• GIVEN PROBLEM A:
Pick out each line in the listing below that contains the word "window", and copy those lines unchanged.

I asked a member of staff what the difference was as the ingredients / additives were basically the same and I was told that the puppy food had a lot more nutrition in it, especially fat, as puppies need fats but as far as I can see from the packaging there's actually more fat in the adult trays than in the puppy ones......am I missing something?
I was told that there's more nutrition than what's on the label and that they hadn't been on the updated nutrition course but that's what they believed to be true 

Any input would be appreciated, as I know there are a lot of you that are in the know about this sort of stuff!

Thanks
Jo
P.s sorry about the lengthy post!


----------



## Dober (Jan 2, 2012)

What food is your puppy on now and how old is the puppy?

I soak kibble for teething puppies which makes it softer and easy to chew. Just put water in the bowl and leave for 20 minutes before feeding.

I also freeze carrots and rubber kong toys and give them to the pup to chew which is soothing


----------



## mollymo (Oct 31, 2009)

Try soaking the kibble for an hour or longer before feeding to go soft.

Wainwright tray's are a very good food to feed.


----------



## GoldenShadow (Jun 15, 2009)

The packaging should always reflect what is in the product.

This is a big bug bear I have with Wainwrights, I've contacted them many times and not been given what seems like an accurate response. With a dog who has a severe skin condition (AND is pancreatic so I have to watch his fat intake) I would be really concerned if they suggested the packaging info wasn't accurate. I just can't trust the brand as a consumer and use Naturediet or Lukullus wet when I need it.


----------



## rona (Aug 18, 2011)

As far as I can see, unless you have a large breed puppy, the pet food industry have seen an opportunity to add value to their products by a slight of hand (or label)


----------



## joanna1984 (Jun 14, 2010)

Thank you so much for you replies.



Dober said:


> What food is your puppy on now and how old is the puppy?
> 
> I soak kibble for teething puppies which makes it softer and easy to chew. Just put water in the bowl and leave for 20 minutes before feeding.
> 
> I also freeze carrots and rubber kong toys and give them to the pup to chew which is soothing


My little lady is 5 months and she is on Wainwrights Small Breed dry food (adult) and Wainwrights Puppy Tins & Trays.

• GIVEN PROBLEM B:
Answer the following from the forum thread above:
(i) How long does Dober leave kibble in water before feeding it?
(ii) Which brands does GoldenShadow use for wet food instead of Wainwrights?
(iii) How old is joanna1984's puppy?

• DATA SUPPLIED:

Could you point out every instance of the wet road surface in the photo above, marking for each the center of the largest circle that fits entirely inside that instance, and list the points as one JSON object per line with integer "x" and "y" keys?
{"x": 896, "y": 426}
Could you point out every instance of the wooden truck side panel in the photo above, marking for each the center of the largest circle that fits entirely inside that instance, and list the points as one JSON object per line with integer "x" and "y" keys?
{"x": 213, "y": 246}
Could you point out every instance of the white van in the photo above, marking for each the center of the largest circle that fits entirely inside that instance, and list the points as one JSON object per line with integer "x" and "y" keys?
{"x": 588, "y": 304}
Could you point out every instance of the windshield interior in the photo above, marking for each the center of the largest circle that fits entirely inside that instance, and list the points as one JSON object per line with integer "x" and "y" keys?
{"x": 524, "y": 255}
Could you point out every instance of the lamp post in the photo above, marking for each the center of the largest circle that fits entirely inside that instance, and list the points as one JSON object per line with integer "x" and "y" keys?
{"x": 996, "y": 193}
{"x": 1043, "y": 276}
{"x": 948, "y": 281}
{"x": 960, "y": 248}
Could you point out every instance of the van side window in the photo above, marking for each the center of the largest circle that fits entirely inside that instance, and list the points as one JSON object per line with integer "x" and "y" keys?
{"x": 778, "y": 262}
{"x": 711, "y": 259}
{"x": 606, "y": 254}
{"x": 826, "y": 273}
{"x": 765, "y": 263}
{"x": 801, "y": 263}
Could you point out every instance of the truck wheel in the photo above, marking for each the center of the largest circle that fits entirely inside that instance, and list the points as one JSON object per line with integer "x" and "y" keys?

• FINAL RESULT A:
Could you point out every instance of the van side window in the photo above, marking for each the center of the largest circle that fits entirely inside that instance, and list the points as one JSON object per line with integer "x" and "y" keys?

• FINAL RESULT B:
(i) 20 minutes.
(ii) Naturediet or Lukullus.
(iii) 5 months.